| EXERCISE AIM |
Set down every entry word for word. Omit the pictures.

Entries for bounding box labeling:

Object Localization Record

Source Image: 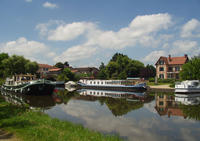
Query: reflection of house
[155,54,189,79]
[71,67,99,76]
[155,95,185,118]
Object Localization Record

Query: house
[155,54,189,79]
[71,67,99,77]
[37,64,55,78]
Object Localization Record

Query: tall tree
[180,57,200,80]
[54,62,64,69]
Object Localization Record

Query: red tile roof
[156,55,189,65]
[38,64,53,68]
[49,68,61,72]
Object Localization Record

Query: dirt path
[0,129,20,141]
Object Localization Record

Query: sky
[0,0,200,67]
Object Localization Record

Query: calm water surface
[2,90,200,141]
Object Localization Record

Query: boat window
[193,82,199,86]
[159,101,164,105]
[159,67,164,71]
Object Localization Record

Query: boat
[77,79,147,91]
[175,93,200,105]
[175,80,200,94]
[77,89,146,98]
[1,74,55,95]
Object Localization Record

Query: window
[159,101,164,105]
[167,74,173,78]
[159,60,164,65]
[159,95,164,98]
[159,67,164,71]
[175,66,180,71]
[168,67,173,72]
[159,74,164,79]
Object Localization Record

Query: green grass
[0,98,122,141]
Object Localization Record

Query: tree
[57,68,76,82]
[54,62,64,69]
[98,53,144,79]
[0,53,9,78]
[25,62,39,74]
[180,57,200,80]
[64,61,69,67]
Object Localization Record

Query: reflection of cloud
[55,100,198,141]
[144,101,157,113]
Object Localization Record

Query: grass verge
[0,97,122,141]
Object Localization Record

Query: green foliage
[180,57,200,80]
[98,53,144,79]
[0,53,39,78]
[57,68,76,82]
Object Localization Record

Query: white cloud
[48,22,94,41]
[43,1,58,9]
[54,46,96,63]
[0,37,53,62]
[181,19,200,38]
[169,40,200,55]
[36,13,172,65]
[25,0,32,2]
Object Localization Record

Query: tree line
[98,53,156,79]
[0,53,39,79]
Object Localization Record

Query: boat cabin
[5,74,36,85]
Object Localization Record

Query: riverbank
[0,97,121,141]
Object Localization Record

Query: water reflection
[2,88,200,141]
[1,91,62,110]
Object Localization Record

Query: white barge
[77,79,147,91]
[175,80,200,94]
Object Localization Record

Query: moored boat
[77,79,147,91]
[175,80,200,94]
[2,74,55,95]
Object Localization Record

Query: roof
[156,55,189,65]
[49,68,61,72]
[71,67,98,72]
[38,64,53,68]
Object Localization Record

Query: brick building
[155,54,189,79]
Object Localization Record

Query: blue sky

| RESULT OF THIS TASK |
Object Localization Record

Source Image: 
Query: reflection of house
[155,54,189,79]
[71,67,99,76]
[155,95,185,118]
Object Localization Record

Query: house
[155,54,189,79]
[71,67,99,77]
[37,64,55,78]
Object Localization Record

Query: tall tree
[180,57,200,80]
[54,62,64,69]
Object Localization Record

Query: red tile roof
[156,55,189,65]
[38,64,53,68]
[49,68,61,72]
Object Localization Record

Query: dirt path
[0,129,20,141]
Object Localization Record

Query: sky
[0,0,200,67]
Object Localization Record

Query: calm water surface
[2,90,200,141]
Object Localization Record

Query: boat window
[193,82,199,86]
[159,101,164,105]
[159,67,164,71]
Object Localization Record

Query: boat
[77,79,147,91]
[175,93,200,105]
[175,80,200,94]
[77,89,146,98]
[1,74,55,95]
Object Localization Record

Query: window
[159,101,164,105]
[167,74,173,78]
[159,60,164,65]
[159,95,164,98]
[159,67,164,71]
[175,66,180,71]
[168,67,173,72]
[159,74,164,79]
Object Localization Record

Query: green grass
[0,98,122,141]
Object Localization Record

Query: tree
[57,68,76,82]
[54,62,64,69]
[98,53,144,79]
[0,53,9,78]
[25,62,39,74]
[180,57,200,80]
[64,61,69,67]
Object Localization Record

Query: reflection of cloud
[55,100,198,141]
[144,101,157,113]
Object Localization Record

Query: grass verge
[0,97,122,141]
Object Localization Record

Query: green foliage
[180,57,200,80]
[98,53,144,79]
[0,53,39,78]
[57,68,76,82]
Object Localization Record

Query: white cloud
[48,22,94,41]
[43,1,58,9]
[54,46,96,63]
[0,37,53,62]
[181,19,200,38]
[169,40,200,55]
[36,13,172,65]
[25,0,32,2]
Object Localization Record

Query: tree line
[98,53,156,79]
[0,53,39,79]
Object Localization Record

Query: boat cabin
[5,74,36,85]
Object Localization Record

Query: riverbank
[0,97,121,141]
Object Localization Record

Query: water reflection
[2,88,200,141]
[1,91,62,110]
Object Localization Record

Query: white barge
[77,79,147,91]
[175,80,200,94]
Object Localization Record

Query: moored boat
[77,79,147,91]
[175,80,200,94]
[2,74,55,95]
Object Localization Record

Query: roof
[156,55,189,65]
[49,68,61,72]
[71,67,98,72]
[38,64,53,68]
Object Localization Record

Query: brick building
[155,54,189,79]
Object Localization Record

Query: blue sky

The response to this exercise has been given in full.